* start Input *

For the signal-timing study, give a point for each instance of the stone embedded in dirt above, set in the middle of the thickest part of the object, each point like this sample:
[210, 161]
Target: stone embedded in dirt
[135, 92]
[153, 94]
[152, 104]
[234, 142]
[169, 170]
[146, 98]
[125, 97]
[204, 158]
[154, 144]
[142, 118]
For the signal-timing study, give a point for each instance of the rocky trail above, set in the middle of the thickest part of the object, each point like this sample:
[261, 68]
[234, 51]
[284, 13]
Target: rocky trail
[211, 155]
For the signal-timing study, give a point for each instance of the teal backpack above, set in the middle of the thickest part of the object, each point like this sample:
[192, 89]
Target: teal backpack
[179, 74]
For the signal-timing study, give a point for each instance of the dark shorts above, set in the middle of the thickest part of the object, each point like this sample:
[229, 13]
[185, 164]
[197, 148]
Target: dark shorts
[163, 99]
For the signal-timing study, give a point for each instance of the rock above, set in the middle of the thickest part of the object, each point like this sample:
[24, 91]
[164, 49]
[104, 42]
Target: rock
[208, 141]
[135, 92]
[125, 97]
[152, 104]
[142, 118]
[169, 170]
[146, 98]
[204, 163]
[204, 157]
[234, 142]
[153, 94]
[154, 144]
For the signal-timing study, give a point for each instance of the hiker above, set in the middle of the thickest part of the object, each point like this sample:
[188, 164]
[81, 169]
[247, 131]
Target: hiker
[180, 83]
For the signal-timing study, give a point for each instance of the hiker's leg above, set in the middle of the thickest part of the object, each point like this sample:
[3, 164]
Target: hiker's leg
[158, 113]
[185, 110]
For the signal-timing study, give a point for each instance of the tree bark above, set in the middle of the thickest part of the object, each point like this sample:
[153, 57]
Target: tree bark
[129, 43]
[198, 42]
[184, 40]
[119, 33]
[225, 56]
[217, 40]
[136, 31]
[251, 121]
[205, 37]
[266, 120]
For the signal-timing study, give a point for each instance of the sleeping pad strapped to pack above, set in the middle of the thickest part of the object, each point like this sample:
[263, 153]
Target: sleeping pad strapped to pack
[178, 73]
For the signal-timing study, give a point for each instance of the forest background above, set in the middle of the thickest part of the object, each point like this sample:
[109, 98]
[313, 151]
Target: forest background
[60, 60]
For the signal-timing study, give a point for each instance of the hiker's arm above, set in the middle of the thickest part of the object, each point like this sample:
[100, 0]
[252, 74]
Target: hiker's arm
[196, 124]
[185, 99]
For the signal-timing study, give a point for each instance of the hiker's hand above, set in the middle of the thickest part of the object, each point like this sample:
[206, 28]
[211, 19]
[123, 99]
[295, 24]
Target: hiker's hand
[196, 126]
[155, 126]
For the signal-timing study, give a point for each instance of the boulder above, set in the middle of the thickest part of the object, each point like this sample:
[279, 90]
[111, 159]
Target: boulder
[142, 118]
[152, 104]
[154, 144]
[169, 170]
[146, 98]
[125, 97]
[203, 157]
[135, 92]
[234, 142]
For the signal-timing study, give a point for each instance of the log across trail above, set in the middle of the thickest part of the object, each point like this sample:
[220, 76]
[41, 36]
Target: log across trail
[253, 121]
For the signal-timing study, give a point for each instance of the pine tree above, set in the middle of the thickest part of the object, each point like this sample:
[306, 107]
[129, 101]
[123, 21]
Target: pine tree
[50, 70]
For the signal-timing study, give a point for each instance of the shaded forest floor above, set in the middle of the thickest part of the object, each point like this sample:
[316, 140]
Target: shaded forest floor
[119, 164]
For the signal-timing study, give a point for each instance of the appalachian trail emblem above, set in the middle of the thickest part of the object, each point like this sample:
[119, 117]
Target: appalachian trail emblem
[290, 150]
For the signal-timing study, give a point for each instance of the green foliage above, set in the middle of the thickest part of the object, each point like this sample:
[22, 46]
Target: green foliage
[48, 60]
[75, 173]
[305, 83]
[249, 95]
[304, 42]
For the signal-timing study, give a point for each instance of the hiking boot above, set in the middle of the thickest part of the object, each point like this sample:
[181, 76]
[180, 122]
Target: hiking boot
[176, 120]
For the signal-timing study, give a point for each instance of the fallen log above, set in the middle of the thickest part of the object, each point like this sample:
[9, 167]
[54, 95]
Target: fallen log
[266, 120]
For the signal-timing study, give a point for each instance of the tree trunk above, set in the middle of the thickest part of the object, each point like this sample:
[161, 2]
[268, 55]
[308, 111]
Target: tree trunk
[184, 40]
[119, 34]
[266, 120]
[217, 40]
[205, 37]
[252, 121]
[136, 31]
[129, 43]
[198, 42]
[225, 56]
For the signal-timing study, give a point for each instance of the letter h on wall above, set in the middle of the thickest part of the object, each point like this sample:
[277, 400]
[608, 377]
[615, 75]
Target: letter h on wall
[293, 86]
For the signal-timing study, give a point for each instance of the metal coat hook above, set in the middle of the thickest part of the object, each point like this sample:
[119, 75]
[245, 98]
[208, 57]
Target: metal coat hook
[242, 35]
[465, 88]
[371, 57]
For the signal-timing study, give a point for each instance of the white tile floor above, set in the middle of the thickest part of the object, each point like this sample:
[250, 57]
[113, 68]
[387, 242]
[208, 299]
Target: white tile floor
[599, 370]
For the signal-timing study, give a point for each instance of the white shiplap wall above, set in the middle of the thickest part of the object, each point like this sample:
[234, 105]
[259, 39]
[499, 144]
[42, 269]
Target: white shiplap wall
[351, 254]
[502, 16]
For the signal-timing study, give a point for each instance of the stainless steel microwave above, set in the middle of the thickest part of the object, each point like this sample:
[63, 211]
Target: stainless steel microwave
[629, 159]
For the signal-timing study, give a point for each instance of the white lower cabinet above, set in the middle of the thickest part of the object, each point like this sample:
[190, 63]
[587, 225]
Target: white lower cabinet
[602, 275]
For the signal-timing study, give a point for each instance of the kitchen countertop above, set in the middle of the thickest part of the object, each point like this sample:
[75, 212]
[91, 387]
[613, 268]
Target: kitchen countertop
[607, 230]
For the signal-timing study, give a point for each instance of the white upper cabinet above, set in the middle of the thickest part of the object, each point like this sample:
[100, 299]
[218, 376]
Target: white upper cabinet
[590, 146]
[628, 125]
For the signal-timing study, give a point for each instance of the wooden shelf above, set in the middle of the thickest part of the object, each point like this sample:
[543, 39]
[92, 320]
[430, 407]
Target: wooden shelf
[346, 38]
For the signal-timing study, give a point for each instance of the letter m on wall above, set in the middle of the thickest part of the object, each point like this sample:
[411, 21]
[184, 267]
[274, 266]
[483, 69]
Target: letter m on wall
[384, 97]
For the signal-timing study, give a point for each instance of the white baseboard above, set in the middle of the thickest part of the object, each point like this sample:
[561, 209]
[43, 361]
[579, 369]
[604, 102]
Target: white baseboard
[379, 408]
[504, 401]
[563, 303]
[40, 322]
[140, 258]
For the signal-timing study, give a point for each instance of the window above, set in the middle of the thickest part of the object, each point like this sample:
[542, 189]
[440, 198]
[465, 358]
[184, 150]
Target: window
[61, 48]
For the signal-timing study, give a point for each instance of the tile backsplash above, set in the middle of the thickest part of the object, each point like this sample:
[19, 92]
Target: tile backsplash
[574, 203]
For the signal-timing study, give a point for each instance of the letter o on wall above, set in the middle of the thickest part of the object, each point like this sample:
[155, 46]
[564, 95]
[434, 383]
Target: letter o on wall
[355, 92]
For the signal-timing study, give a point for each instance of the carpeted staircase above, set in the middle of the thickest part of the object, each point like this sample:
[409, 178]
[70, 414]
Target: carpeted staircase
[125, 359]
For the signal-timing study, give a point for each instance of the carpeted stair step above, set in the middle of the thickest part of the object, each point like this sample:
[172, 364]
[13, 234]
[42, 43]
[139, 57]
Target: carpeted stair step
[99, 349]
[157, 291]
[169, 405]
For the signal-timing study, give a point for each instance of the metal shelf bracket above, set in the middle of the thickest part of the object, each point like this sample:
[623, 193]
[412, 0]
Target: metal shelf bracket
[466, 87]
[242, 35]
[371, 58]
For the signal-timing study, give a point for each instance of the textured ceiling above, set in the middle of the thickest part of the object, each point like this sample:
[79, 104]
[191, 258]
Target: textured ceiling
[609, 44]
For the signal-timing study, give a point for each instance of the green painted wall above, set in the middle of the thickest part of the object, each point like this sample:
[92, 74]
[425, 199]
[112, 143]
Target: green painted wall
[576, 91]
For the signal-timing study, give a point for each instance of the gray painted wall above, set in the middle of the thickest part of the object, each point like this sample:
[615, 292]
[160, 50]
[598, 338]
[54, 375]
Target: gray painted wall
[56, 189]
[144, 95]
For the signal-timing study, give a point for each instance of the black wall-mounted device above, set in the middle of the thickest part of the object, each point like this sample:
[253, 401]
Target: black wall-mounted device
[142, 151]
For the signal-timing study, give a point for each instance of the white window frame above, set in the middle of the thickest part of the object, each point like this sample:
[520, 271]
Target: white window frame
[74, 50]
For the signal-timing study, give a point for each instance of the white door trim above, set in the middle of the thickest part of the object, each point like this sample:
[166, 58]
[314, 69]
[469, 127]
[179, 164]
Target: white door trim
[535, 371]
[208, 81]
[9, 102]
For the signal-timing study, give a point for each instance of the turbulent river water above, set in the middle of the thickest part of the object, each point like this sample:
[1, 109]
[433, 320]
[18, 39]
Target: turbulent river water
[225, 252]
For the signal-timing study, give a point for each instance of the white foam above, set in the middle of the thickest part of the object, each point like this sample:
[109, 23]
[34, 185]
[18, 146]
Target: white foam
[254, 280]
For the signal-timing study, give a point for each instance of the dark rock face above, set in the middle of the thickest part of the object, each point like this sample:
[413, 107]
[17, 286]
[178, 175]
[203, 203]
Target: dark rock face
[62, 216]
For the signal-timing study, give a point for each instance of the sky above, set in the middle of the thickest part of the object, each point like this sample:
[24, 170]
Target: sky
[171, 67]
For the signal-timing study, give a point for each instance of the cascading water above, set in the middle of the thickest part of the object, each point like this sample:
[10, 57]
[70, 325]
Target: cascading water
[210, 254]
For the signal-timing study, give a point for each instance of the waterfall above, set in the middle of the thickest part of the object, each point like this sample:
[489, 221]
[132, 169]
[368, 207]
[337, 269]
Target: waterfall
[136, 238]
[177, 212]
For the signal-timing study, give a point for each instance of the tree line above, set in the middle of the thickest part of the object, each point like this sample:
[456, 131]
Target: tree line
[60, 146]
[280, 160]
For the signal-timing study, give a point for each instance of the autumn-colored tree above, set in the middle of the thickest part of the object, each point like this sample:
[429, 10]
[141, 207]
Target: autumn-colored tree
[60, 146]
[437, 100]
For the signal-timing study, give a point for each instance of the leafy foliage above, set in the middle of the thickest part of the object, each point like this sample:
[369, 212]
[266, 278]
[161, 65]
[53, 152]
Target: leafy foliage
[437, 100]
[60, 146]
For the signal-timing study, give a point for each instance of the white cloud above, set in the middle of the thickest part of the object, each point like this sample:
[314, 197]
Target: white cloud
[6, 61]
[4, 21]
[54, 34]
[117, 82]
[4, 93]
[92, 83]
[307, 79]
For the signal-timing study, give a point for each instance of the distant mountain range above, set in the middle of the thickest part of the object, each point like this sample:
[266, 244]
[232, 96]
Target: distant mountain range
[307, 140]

* end Input *

To be done: Retype exactly, please, each line from the line that contains "of the autumn-colored" through the last line of the entries above, with nothing added.

The solution:
For the signal-timing study, give a point for each instance of the autumn-colored tree above, set in the middle of the thickest part of the object, each point like this sample:
[429, 10]
[141, 207]
Target: autumn-colored tree
[60, 146]
[437, 100]
For the signal-timing study, give a point for each instance of the leafy foliage above, set in the middle of the thickest part of the object, each point like this sample:
[369, 212]
[266, 278]
[161, 65]
[53, 152]
Target: leafy foliage
[437, 100]
[60, 146]
For the signal-timing study, give a point for each instance of the white cloud above, set in the middle of the thickest part of the object, each point like this sample:
[314, 197]
Target: white cloud
[6, 61]
[4, 21]
[54, 34]
[117, 82]
[4, 93]
[92, 83]
[307, 79]
For the signal-timing study, give a point for each instance of the distant mountain range above, set in the middle of the thickest part of the object, each point like this sample:
[266, 244]
[232, 96]
Target: distant mountain range
[307, 140]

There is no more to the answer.